| What you will do |
Your answer should be only the lines below from the one with "Target: rock face" to the one with "Target: owl's ear tuft", repeated exactly, ends included.

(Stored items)
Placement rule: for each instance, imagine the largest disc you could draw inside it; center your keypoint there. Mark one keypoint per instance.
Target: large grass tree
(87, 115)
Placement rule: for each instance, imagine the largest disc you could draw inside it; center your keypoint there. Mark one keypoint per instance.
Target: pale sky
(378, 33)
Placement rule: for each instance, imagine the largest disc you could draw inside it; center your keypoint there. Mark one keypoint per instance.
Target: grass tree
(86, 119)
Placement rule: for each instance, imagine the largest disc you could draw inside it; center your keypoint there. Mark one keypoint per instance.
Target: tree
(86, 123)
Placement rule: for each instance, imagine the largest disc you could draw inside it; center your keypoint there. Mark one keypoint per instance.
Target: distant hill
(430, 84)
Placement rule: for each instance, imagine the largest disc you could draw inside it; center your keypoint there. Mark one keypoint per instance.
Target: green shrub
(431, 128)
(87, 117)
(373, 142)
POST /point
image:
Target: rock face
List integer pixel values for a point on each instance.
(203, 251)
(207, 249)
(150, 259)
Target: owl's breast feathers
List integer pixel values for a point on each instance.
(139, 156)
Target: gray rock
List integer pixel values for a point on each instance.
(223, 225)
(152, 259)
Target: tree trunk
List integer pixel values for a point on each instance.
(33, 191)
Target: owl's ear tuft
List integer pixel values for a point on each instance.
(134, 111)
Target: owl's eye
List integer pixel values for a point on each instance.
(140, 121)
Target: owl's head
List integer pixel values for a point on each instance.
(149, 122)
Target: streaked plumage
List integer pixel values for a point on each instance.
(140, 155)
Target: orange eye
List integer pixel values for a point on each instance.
...
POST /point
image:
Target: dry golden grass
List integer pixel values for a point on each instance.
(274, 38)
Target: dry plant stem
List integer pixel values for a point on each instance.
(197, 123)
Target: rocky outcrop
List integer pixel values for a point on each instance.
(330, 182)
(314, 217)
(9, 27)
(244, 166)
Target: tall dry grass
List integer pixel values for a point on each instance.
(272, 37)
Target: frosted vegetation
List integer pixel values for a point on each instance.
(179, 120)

| Your solution |
Target: rock face
List integer pixel values for a point on each instance.
(203, 251)
(207, 249)
(150, 259)
Target: owl's breast feathers
List integer pixel values for a point on each instance.
(139, 156)
Target: gray rock
List integer pixel values for a point on each instance.
(223, 225)
(152, 259)
Target: tree trunk
List integer pixel values for a point on each instance.
(33, 191)
Target: owl's ear tuft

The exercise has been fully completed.